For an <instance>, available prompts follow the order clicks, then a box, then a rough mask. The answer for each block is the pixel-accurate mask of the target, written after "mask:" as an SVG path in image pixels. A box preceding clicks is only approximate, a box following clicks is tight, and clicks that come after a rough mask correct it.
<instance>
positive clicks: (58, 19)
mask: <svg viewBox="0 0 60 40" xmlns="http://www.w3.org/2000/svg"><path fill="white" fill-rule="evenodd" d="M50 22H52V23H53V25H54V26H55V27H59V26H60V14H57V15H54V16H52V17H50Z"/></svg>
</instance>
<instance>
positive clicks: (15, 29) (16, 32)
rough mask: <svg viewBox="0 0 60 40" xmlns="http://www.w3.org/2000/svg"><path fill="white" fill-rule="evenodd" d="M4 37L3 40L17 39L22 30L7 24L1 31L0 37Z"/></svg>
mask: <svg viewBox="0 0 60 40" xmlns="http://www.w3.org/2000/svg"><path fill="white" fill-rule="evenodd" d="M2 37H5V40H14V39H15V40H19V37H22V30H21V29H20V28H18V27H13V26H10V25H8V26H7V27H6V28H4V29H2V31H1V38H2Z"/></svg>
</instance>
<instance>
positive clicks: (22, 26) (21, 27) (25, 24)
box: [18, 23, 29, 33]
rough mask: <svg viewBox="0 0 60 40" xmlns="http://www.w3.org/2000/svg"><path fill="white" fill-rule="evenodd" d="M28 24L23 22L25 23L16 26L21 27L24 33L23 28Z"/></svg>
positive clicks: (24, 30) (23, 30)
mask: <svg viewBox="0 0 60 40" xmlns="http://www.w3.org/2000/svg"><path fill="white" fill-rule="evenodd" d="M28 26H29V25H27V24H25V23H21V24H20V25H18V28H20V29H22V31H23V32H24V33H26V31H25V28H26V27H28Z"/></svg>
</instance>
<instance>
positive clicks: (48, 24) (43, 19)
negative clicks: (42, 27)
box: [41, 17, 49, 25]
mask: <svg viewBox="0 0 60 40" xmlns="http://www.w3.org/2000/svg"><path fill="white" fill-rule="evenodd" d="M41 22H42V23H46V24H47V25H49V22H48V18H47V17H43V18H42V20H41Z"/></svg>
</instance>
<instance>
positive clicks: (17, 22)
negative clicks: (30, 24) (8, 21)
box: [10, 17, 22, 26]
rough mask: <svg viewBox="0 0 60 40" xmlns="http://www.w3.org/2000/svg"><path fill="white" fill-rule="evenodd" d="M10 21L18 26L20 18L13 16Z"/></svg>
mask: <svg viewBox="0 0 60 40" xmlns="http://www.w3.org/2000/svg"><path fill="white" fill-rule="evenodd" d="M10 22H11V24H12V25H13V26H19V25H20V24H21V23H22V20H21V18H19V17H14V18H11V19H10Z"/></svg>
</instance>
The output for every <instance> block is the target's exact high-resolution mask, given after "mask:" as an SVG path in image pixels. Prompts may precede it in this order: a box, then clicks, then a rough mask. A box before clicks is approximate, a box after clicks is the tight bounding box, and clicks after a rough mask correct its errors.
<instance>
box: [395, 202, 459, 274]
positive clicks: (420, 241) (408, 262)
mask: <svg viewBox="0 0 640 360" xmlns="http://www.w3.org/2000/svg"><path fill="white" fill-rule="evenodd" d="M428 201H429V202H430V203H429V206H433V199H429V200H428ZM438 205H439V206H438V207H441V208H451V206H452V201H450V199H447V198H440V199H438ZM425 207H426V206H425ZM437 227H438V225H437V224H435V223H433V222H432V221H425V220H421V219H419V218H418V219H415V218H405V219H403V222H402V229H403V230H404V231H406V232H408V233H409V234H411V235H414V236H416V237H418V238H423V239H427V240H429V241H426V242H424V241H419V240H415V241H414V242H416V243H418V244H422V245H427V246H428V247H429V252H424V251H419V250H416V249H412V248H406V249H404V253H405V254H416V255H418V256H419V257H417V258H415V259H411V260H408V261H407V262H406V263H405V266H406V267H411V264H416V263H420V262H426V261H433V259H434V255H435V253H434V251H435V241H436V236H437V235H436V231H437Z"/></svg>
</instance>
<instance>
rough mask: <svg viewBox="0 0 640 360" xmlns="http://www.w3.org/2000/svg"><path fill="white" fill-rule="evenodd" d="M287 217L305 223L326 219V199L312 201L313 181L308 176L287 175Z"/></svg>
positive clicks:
□ □ □ □ □ □ □
Task statement:
Copy the whole listing once more, exactly.

Output:
For an <instance>, available prompts follow the order clicks, then a box, then a rough mask. The answer for each block is the pixel-accurate mask of the target, written after "mask:" as an SVG path in image pixels. A box preceding clicks is only approximate, a box following clicks is tight, and clicks that come after a rough mask correct it.
<instance>
positive clicks: (58, 19)
mask: <svg viewBox="0 0 60 40" xmlns="http://www.w3.org/2000/svg"><path fill="white" fill-rule="evenodd" d="M50 22H52V23H53V25H54V26H55V27H59V26H60V14H57V15H54V16H52V17H50Z"/></svg>
</instance>
<instance>
positive clicks: (15, 29) (16, 32)
rough mask: <svg viewBox="0 0 60 40" xmlns="http://www.w3.org/2000/svg"><path fill="white" fill-rule="evenodd" d="M4 37L3 40L17 39L22 30L7 24L1 31L0 37Z"/></svg>
mask: <svg viewBox="0 0 60 40" xmlns="http://www.w3.org/2000/svg"><path fill="white" fill-rule="evenodd" d="M2 37H5V40H14V39H15V40H19V37H22V30H21V29H20V28H18V27H13V26H10V25H8V26H7V27H6V28H4V29H2V31H1V38H2Z"/></svg>
</instance>
<instance>
positive clicks: (22, 26) (21, 27) (25, 24)
box: [18, 23, 29, 33]
rough mask: <svg viewBox="0 0 60 40" xmlns="http://www.w3.org/2000/svg"><path fill="white" fill-rule="evenodd" d="M28 24L23 22L25 23L16 26L21 27L24 33L23 28Z"/></svg>
positive clicks: (24, 30) (23, 30)
mask: <svg viewBox="0 0 60 40" xmlns="http://www.w3.org/2000/svg"><path fill="white" fill-rule="evenodd" d="M28 26H29V25H27V24H25V23H21V24H20V25H18V28H20V29H22V31H23V32H24V33H26V31H25V28H26V27H28Z"/></svg>
</instance>
<instance>
positive clicks: (48, 24) (43, 19)
negative clicks: (42, 27)
box: [41, 17, 49, 25]
mask: <svg viewBox="0 0 60 40" xmlns="http://www.w3.org/2000/svg"><path fill="white" fill-rule="evenodd" d="M41 22H42V23H46V24H47V25H49V22H48V18H47V17H43V18H42V20H41Z"/></svg>
</instance>
<instance>
positive clicks: (17, 22)
negative clicks: (30, 24) (8, 21)
box: [10, 17, 22, 26]
rough mask: <svg viewBox="0 0 60 40" xmlns="http://www.w3.org/2000/svg"><path fill="white" fill-rule="evenodd" d="M10 21L18 26L20 18L13 16Z"/></svg>
mask: <svg viewBox="0 0 60 40" xmlns="http://www.w3.org/2000/svg"><path fill="white" fill-rule="evenodd" d="M10 22H11V24H12V25H13V26H19V25H20V24H21V23H22V20H21V18H19V17H14V18H11V19H10Z"/></svg>
</instance>
The output for every <instance> block is the target's exact high-resolution mask, given after "mask:" as an SVG path in image pixels. Prompts may precede it in this order: a box, then clicks, then a rough mask. A box before clicks is approximate, a box after clicks is the tight bounding box, and clicks after a rough mask correct its errors.
<instance>
box: [395, 202, 459, 274]
positive clicks: (420, 241) (408, 262)
mask: <svg viewBox="0 0 640 360" xmlns="http://www.w3.org/2000/svg"><path fill="white" fill-rule="evenodd" d="M428 201H429V202H430V203H429V206H433V199H429V200H428ZM438 205H439V206H438V207H441V208H451V206H452V201H450V199H447V198H440V199H438ZM425 207H426V206H425ZM437 227H438V225H437V224H435V223H433V222H432V221H425V220H421V219H419V218H418V219H415V218H405V219H403V222H402V229H403V230H404V231H406V232H408V233H409V234H411V235H414V236H416V237H418V238H423V239H427V240H429V241H426V242H424V241H419V240H415V241H414V242H416V243H418V244H422V245H427V246H428V247H429V252H424V251H419V250H416V249H412V248H406V249H404V253H405V254H416V255H418V256H419V257H417V258H415V259H411V260H408V261H407V262H406V263H405V266H406V267H411V264H416V263H420V262H426V261H433V259H434V255H435V253H434V251H435V241H436V236H437V235H436V231H437Z"/></svg>
</instance>
<instance>
rough mask: <svg viewBox="0 0 640 360" xmlns="http://www.w3.org/2000/svg"><path fill="white" fill-rule="evenodd" d="M287 217L305 223L326 219V199L312 201L313 181L308 176L287 175Z"/></svg>
positive clicks:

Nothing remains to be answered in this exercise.